**Challenge:** Could you render every line of the records below as a numbered list, skipping any blank lines and leaving the pictures out?

**Dataset:**

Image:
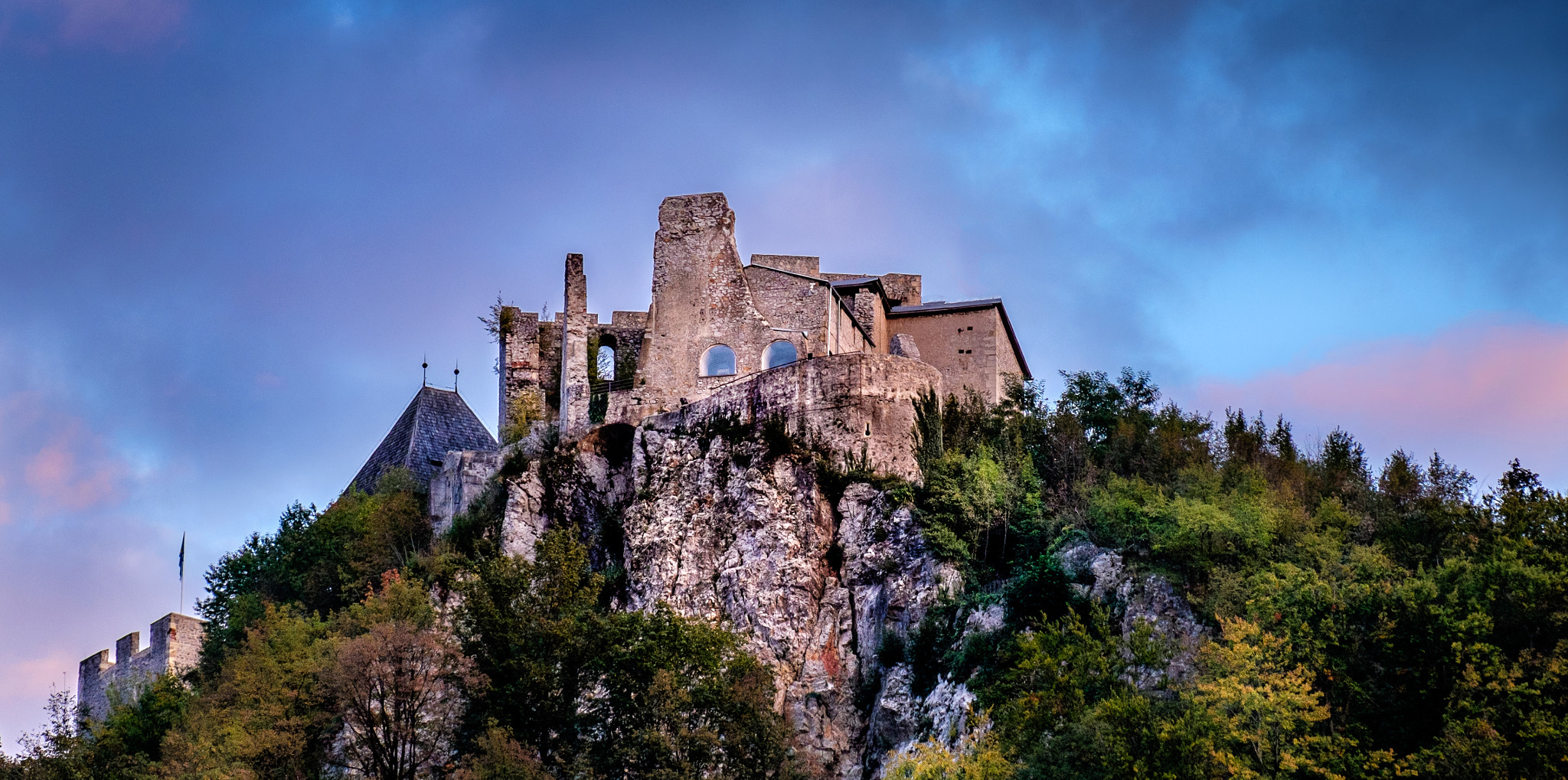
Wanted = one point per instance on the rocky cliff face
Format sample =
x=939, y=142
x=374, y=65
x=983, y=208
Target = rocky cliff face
x=736, y=525
x=717, y=527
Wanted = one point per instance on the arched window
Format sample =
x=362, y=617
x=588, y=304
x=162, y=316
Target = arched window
x=778, y=353
x=606, y=364
x=719, y=361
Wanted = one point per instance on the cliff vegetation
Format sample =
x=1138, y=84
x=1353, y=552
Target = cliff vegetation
x=1092, y=586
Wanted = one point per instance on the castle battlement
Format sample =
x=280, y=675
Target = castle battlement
x=173, y=648
x=838, y=353
x=714, y=320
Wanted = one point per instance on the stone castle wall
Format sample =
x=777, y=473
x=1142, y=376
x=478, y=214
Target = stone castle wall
x=175, y=648
x=855, y=403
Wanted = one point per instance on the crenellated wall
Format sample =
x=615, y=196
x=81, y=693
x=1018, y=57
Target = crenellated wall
x=175, y=648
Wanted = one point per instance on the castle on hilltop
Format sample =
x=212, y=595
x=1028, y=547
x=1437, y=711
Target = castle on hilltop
x=770, y=337
x=715, y=321
x=173, y=648
x=836, y=356
x=776, y=331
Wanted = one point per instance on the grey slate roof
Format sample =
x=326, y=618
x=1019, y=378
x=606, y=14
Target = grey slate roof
x=435, y=423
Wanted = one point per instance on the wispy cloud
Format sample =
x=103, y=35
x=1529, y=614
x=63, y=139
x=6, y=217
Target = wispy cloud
x=1481, y=393
x=116, y=25
x=51, y=462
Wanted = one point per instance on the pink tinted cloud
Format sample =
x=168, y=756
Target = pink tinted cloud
x=1481, y=393
x=116, y=25
x=52, y=462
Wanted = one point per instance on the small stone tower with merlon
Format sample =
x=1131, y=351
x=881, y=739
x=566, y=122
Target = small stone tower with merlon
x=173, y=648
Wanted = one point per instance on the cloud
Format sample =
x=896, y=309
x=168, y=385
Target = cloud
x=116, y=25
x=1482, y=392
x=63, y=465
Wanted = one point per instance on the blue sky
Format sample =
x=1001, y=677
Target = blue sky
x=231, y=230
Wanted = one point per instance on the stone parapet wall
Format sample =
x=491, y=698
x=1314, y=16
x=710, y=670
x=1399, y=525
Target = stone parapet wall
x=173, y=648
x=854, y=404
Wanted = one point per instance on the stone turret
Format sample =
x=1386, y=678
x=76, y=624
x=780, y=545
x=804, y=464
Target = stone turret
x=173, y=648
x=574, y=348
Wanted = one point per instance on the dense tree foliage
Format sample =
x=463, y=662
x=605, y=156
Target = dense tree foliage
x=1363, y=621
x=1363, y=624
x=328, y=657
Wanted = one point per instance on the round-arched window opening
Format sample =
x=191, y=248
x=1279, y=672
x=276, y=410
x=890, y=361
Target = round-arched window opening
x=606, y=364
x=778, y=353
x=719, y=361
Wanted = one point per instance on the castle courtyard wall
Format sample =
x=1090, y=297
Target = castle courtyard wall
x=857, y=403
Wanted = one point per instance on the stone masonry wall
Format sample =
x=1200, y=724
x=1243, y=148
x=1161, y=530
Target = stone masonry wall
x=969, y=347
x=700, y=299
x=851, y=403
x=175, y=648
x=519, y=361
x=574, y=348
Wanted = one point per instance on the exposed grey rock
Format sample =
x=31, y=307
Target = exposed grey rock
x=730, y=534
x=1134, y=597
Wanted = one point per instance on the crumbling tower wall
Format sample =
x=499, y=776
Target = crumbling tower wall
x=574, y=321
x=700, y=299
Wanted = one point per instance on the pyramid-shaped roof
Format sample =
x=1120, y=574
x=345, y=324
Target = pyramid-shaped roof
x=435, y=423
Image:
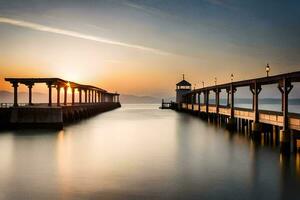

**Answer below:**
1. Image:
2. Wanted = one point per instance on the rocky cliff face
3. Format sample =
4. x=939, y=142
5. x=374, y=65
6. x=983, y=208
7. Target = rocky cliff face
8. x=736, y=525
9. x=717, y=527
10. Wanted = one point per instance on the arched window
11. Format sample =
12. x=362, y=617
13. x=588, y=304
14. x=162, y=316
15. Target = arched window
16. x=778, y=353
17. x=606, y=364
18. x=719, y=361
19. Wanted = one point per instance on the cliff vegetation
20. Format sample =
21. x=1138, y=84
22. x=1353, y=552
23. Target = cliff vegetation
24. x=1092, y=586
25. Wanted = one point per instance on the castle battlement
26. Format sample =
27. x=280, y=675
28. Target = castle battlement
29. x=173, y=648
30. x=838, y=353
31. x=714, y=320
32. Wanted = one point per instance on the stone castle wall
33. Format sample =
34. x=777, y=473
35. x=1142, y=376
36. x=478, y=214
37. Target = stone castle wall
38. x=175, y=648
39. x=855, y=403
40. Wanted = one point per instance on the crenellated wall
41. Format sample =
42. x=615, y=196
43. x=81, y=693
44. x=1018, y=57
45. Target = crenellated wall
46. x=175, y=648
47. Wanted = one point per instance on the castle on hilltop
48. Format sample =
49. x=212, y=595
50. x=1028, y=547
51. x=1437, y=711
52. Target = castle on hilltop
53. x=770, y=337
54. x=715, y=321
55. x=173, y=648
56. x=836, y=356
57. x=776, y=331
58. Wanted = one point per instance on the grey slate roof
59. Format sample =
60. x=326, y=618
61. x=1019, y=378
62. x=606, y=14
63. Target = grey slate roof
64. x=435, y=423
65. Wanted = one point per instance on the wispy cloud
66. Format sample =
67. x=103, y=35
68. x=1529, y=614
69. x=63, y=139
70. x=6, y=217
71. Target = wispy cloud
72. x=1481, y=393
73. x=116, y=25
74. x=51, y=462
75. Wanted = one point per instance on the pink tinted cloud
76. Format sample =
77. x=168, y=756
78. Target = pink tinted cloud
79. x=1481, y=393
80. x=116, y=25
81. x=52, y=462
82. Wanted = one point per instance on the small stone tower with merlon
83. Format sample =
84. x=1131, y=351
85. x=881, y=739
86. x=566, y=122
87. Target = small stone tower with merlon
88. x=173, y=648
89. Wanted = one point per instance on the cloud
90. Format sample =
91. x=896, y=309
92. x=168, y=385
93. Target = cloud
94. x=116, y=25
95. x=1482, y=392
96. x=63, y=465
97. Wanted = one point per instance on the blue sky
98. Format sample =
99. x=1001, y=677
100. Target = blue sky
101. x=231, y=230
102. Wanted = one point per instance on the stone parapet wall
103. Format sample =
104. x=491, y=698
105. x=1314, y=16
106. x=710, y=670
107. x=1399, y=525
108. Target = stone parapet wall
109. x=173, y=648
110. x=854, y=404
111. Wanted = one point per instance on the stone turret
112. Format sample =
113. x=1386, y=678
114. x=76, y=624
115. x=780, y=545
116. x=804, y=464
117. Target = stone turret
118. x=173, y=648
119. x=574, y=348
120. Wanted = one point per instance on the dense tree foliage
121. Format sample =
122. x=463, y=662
123. x=605, y=156
124. Target = dense tree foliage
125. x=1363, y=621
126. x=1363, y=624
127. x=328, y=657
128. Wanted = one point per instance on the round-arched window opening
129. Format sample =
130. x=191, y=248
131. x=1279, y=672
132. x=276, y=410
133. x=890, y=361
134. Target = round-arched window opening
135. x=606, y=364
136. x=778, y=353
137. x=719, y=361
138. Wanted = one point per instance on the castle courtyard wall
139. Format sample =
140. x=1090, y=297
141. Target = castle courtyard wall
142. x=857, y=403
143. Wanted = one point per instance on the stone masonry wall
144. Format sample =
145. x=1200, y=724
146. x=1243, y=148
147. x=1161, y=530
148. Target = stone masonry wall
149. x=969, y=347
150. x=700, y=299
151. x=851, y=403
152. x=175, y=648
153. x=519, y=361
154. x=574, y=348
155. Wanted = one point per instance on the exposed grey rock
156. Format sample =
157. x=31, y=307
158. Target = exposed grey rock
159. x=730, y=534
160. x=1134, y=597
161. Wanted = one point per instance on the crumbling tower wall
162. Format sample =
163. x=499, y=776
164. Target = crumbling tower wall
165. x=574, y=321
166. x=700, y=299
167. Wanted = one point per instance on the pyramid-shaped roof
168. Format sample =
169. x=1120, y=574
170. x=345, y=324
171. Target = pyramid-shaped roof
172. x=435, y=423
173. Image:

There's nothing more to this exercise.